Could you change "lotion" to "cream" in every entry below and write the lines out again with nothing else altered, leaving out the pictures?

[Point annotation dataset entries]
• • • •

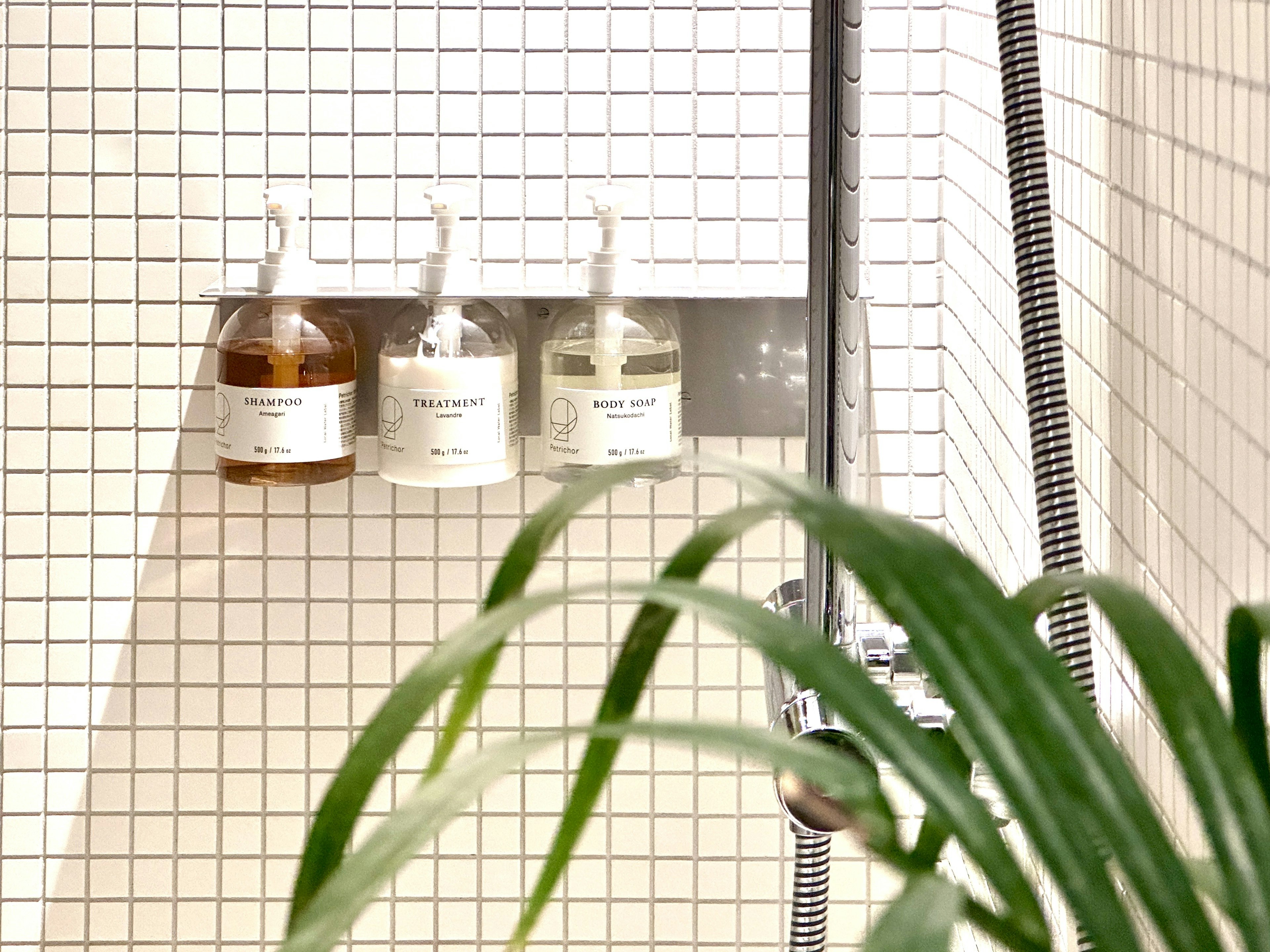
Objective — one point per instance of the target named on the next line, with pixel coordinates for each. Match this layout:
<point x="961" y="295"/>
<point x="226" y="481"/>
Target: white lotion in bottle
<point x="449" y="388"/>
<point x="610" y="373"/>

• • • •

→ **Answer in full**:
Objective — one point per instance of the target named on the next line, with pixel coordinates for each. Match this layout:
<point x="961" y="295"/>
<point x="226" y="481"/>
Target: white cream in bottle
<point x="449" y="388"/>
<point x="610" y="373"/>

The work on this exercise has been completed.